Work to be completed: Going down the data below, set down exactly the line with "Would you mind marking the clear" and each line after it through the line with "Would you mind marking the windshield in"; no other lines.

Excerpted data:
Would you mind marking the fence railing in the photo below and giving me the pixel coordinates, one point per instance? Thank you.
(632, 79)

--

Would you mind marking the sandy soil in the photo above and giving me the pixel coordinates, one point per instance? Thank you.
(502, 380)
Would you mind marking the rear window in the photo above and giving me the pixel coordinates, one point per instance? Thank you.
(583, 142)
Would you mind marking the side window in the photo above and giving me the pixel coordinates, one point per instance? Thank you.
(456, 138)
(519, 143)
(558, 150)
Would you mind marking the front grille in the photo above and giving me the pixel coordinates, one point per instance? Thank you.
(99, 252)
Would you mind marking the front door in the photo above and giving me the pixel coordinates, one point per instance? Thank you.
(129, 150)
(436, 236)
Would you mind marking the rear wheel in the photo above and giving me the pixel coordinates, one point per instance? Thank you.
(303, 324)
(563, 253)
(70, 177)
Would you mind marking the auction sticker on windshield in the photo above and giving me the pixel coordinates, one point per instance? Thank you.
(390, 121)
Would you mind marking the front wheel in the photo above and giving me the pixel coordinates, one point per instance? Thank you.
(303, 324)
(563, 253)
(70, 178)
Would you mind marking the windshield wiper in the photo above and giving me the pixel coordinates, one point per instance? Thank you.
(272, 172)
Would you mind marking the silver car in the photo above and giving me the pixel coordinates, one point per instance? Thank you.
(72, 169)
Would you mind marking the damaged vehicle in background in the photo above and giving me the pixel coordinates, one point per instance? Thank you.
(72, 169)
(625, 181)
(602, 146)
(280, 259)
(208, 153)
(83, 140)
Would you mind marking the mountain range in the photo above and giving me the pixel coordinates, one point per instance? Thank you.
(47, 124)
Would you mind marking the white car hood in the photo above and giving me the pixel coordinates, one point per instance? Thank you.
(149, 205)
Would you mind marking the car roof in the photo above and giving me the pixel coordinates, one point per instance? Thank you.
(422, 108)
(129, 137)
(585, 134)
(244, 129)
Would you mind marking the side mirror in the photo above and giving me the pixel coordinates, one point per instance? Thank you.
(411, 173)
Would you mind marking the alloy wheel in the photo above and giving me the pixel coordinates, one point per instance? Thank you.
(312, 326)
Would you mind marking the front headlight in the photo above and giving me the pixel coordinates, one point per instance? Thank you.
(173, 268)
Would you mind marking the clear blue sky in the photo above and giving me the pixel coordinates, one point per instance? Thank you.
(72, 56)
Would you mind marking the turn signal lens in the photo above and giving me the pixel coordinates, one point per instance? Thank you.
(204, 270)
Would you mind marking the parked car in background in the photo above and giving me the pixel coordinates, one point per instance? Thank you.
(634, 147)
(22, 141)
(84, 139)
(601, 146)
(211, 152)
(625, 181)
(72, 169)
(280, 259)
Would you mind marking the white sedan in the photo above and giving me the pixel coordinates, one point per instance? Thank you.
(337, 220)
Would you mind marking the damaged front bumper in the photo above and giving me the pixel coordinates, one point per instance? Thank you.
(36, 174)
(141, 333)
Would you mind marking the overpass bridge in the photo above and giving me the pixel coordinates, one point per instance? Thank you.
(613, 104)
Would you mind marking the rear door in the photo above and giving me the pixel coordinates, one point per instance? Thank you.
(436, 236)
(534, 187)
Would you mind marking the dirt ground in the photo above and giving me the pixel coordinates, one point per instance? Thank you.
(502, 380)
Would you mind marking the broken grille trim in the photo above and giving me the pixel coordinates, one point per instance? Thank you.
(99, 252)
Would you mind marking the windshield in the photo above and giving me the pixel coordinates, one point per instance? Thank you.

Task solution:
Would you mind marking the clear blue sky in the photo above and giving me the pixel coordinates, one point per instance? Thank you.
(72, 56)
Would you mind marking the turn signal lens in the photo above and giving me the pixel coordinates, one point per instance? Thank you.
(204, 270)
Would you mind marking the parked car in background in the photo above and giving me the pixel coordinates, one point per instance? Thank you.
(634, 147)
(22, 141)
(84, 139)
(601, 146)
(211, 152)
(625, 181)
(72, 169)
(280, 259)
Would you mind marking the white sedan in the photo above and giving me the pixel coordinates, one point per instance? Thank you.
(337, 220)
Would you mind marking the damaged front bumper in the photo above and giving me the pixel coordinates, one point per instance? Thank you.
(36, 174)
(141, 333)
Would you mind marking the overpass bridge in the photo above and giving me the pixel coordinates, one point per instance? Thank you.
(613, 104)
Would you mind marking the rear door in the photo above and giving me the pixel coordinates, one point per instance? Thank you.
(436, 236)
(534, 187)
Would you mind marking the dirt ground in the photo above and giving me the pixel coordinates, one point per instance? Thank you.
(502, 380)
Would you mind marking the broken grille trim in the photo above and giving me the pixel coordinates, one point per instance? Thank you.
(99, 252)
Would you mind marking the windshield in the photo above and giving me the pixel coordinates, one point per instance? Thank you.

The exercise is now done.